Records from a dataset
--- --- ---

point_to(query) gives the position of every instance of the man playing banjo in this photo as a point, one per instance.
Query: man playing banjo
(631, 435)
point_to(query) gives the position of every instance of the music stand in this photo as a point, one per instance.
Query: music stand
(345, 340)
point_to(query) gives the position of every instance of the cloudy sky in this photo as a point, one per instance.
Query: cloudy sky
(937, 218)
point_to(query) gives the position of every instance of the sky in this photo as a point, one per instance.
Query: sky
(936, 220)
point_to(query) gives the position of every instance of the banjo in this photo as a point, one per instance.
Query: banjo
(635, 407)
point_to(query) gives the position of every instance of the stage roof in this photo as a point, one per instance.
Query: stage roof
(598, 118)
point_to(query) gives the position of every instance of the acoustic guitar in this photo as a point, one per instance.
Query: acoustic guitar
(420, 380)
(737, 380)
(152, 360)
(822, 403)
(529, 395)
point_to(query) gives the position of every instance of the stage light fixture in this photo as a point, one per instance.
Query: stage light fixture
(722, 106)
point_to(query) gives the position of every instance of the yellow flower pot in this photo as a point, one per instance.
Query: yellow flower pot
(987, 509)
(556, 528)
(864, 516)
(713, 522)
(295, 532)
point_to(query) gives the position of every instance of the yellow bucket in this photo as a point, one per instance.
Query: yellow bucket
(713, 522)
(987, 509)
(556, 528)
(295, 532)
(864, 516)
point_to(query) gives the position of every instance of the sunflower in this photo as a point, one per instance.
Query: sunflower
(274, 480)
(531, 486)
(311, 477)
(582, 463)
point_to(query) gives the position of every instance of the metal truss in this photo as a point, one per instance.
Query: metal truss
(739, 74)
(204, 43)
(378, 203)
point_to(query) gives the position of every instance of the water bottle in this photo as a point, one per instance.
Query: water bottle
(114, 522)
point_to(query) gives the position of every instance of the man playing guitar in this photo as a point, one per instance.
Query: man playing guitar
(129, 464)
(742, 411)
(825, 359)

--- --- ---

GIVEN REQUEST: Each record must be repeated exactly as it is.

ANSWER FOR THIS EXERCISE:
point_to(query) gives the position of every instance of the man playing banjo in this photo as a point, one per instance.
Query: man playing banjo
(631, 435)
point_to(query) gives the position of every instance of the music stand in this photo as a point, one per instance.
Query: music stand
(345, 340)
point_to(query) gives the position of every instance of the cloudy sky in this photo as a point, one per instance.
Query: cloudy sky
(937, 218)
point_to(query) gives the position of every instance of the sky in this photo as a point, one per instance.
Query: sky
(936, 220)
point_to(query) gives the position of every instance of the banjo in this photo as a point, one per instance.
Query: banjo
(635, 407)
point_to(query) gives the position of every instance of the stage roof in this photo as a point, one per instance.
Query: stage roof
(598, 118)
point_to(query) gives the position of every instance of the acoustic guitar in this photo as a point, one per instance.
Query: acoustic guitar
(420, 380)
(737, 380)
(152, 360)
(822, 403)
(529, 395)
point_to(query) gives the position of every instance of the stage light fixture in this photo as a point, one per instance.
Query: stage light fixture
(722, 106)
point_to(query) gives the position of every instance of the yellow flower pot in this photo as a point, one per instance.
Query: yellow flower pot
(987, 509)
(556, 528)
(864, 516)
(713, 522)
(295, 532)
point_to(query) gives the position of every instance of the yellow bucket in this photo as a point, one per instance.
Query: yellow bucket
(713, 522)
(987, 509)
(556, 528)
(295, 532)
(864, 516)
point_to(query) gives the position of every instance of the sunflower in this photo as a point, one per instance.
Query: sunflower
(274, 480)
(531, 486)
(311, 477)
(582, 463)
point_to(query) gives the position of every instance of the metal truss in this photo as a point, one per instance.
Query: metal truss
(739, 74)
(204, 43)
(378, 203)
point_to(query) gives the position of every instance of the water bottle in this photo as a point, one per instance.
Query: water bottle
(114, 522)
point_to(query) gives the position of every instance of the man playing guitar in this photo as a point, one per instance.
Query: man playing guitar
(129, 464)
(742, 411)
(825, 359)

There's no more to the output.